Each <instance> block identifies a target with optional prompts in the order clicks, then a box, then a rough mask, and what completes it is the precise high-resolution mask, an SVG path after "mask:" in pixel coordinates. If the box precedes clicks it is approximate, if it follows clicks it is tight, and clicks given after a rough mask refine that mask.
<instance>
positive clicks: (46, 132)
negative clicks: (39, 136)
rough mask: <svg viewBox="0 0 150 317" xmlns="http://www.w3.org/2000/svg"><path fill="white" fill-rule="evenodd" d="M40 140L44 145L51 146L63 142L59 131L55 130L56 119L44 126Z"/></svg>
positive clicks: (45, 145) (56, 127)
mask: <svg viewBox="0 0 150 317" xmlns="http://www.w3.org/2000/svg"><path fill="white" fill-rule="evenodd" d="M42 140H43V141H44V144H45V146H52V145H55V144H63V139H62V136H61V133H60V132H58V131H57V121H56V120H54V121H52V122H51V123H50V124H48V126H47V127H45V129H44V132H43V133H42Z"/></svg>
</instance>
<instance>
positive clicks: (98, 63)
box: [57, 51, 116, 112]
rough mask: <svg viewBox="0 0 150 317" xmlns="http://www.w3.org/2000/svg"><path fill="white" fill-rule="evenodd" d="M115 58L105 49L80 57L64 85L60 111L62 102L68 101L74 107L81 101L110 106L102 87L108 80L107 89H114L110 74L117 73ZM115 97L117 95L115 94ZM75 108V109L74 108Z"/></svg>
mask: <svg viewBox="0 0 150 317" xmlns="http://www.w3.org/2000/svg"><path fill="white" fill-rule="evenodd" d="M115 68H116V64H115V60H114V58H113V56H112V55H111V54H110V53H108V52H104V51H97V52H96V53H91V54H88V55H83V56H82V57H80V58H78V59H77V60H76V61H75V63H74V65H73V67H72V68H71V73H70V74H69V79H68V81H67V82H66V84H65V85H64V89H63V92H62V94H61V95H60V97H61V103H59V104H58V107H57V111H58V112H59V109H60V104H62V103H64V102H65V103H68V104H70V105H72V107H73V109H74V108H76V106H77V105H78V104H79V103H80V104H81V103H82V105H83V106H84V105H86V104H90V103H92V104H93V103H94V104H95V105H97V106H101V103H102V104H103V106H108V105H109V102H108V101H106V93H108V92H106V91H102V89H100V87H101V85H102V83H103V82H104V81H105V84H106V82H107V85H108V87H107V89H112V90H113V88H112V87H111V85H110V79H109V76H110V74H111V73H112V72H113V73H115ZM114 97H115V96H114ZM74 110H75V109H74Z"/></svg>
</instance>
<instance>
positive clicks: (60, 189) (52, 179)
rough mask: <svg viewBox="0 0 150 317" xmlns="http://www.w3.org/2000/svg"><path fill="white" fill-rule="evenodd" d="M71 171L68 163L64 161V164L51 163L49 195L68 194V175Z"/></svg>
☆ ☆ ☆ ☆
## ASSIGNMENT
Reproduce all of the material above, line for line, without changing a single character.

## WRITTEN ANSWER
Each <instance> block identifies a target with optional prompts in the order clicks, then a box, then a rough mask, and what completes it is the precise high-resolution mask, an SVG path after "mask:" in pixel coordinates. If the box precedes clicks it is approximate, if it follows clicks it is tight, and clicks given after a rough mask refine that mask.
<instance>
positive clicks: (46, 132)
negative clicks: (39, 136)
rough mask: <svg viewBox="0 0 150 317" xmlns="http://www.w3.org/2000/svg"><path fill="white" fill-rule="evenodd" d="M40 140L44 145L51 146L63 142L59 131L55 130L56 119L44 126Z"/></svg>
positive clicks: (45, 145) (56, 127)
mask: <svg viewBox="0 0 150 317" xmlns="http://www.w3.org/2000/svg"><path fill="white" fill-rule="evenodd" d="M42 140H43V141H44V144H45V146H52V145H55V144H63V139H62V136H61V133H60V132H58V131H57V121H56V120H54V121H52V122H51V123H50V124H48V126H47V127H45V129H44V132H43V133H42Z"/></svg>
</instance>
<instance>
positive clicks: (98, 63)
box: [57, 51, 116, 112]
rough mask: <svg viewBox="0 0 150 317" xmlns="http://www.w3.org/2000/svg"><path fill="white" fill-rule="evenodd" d="M115 58L105 49L80 57L64 85L60 111L62 102L68 101L74 107L81 101L110 106L102 87L108 80L107 89H114L110 74L117 73ZM115 97L117 95L115 94ZM75 108V109L74 108Z"/></svg>
mask: <svg viewBox="0 0 150 317" xmlns="http://www.w3.org/2000/svg"><path fill="white" fill-rule="evenodd" d="M115 68H116V64H115V60H114V58H113V56H112V55H111V54H110V53H108V52H104V51H97V52H96V53H91V54H88V55H83V56H82V57H80V58H78V59H77V60H76V61H75V63H74V65H73V67H72V68H71V73H70V74H69V79H68V81H67V82H66V84H65V85H64V89H63V92H62V94H61V95H60V97H61V103H59V104H58V107H57V111H58V112H59V109H60V104H62V103H64V102H65V103H68V104H70V105H72V107H73V109H74V108H76V106H77V105H78V104H79V103H80V104H81V103H82V105H83V106H84V105H86V104H90V103H92V104H93V103H94V104H95V105H97V106H101V103H102V104H103V106H108V105H109V102H108V101H106V93H108V92H106V91H102V89H100V87H101V85H102V83H103V82H104V81H105V84H106V82H107V85H108V87H107V89H112V90H113V88H112V87H111V85H110V79H109V76H110V74H111V73H112V72H113V73H115ZM114 97H115V96H114ZM74 110H75V109H74Z"/></svg>
</instance>
<instance>
positive clicks: (60, 189) (52, 179)
rough mask: <svg viewBox="0 0 150 317" xmlns="http://www.w3.org/2000/svg"><path fill="white" fill-rule="evenodd" d="M71 171L68 163L64 161V164L51 163L49 195L68 194V175Z"/></svg>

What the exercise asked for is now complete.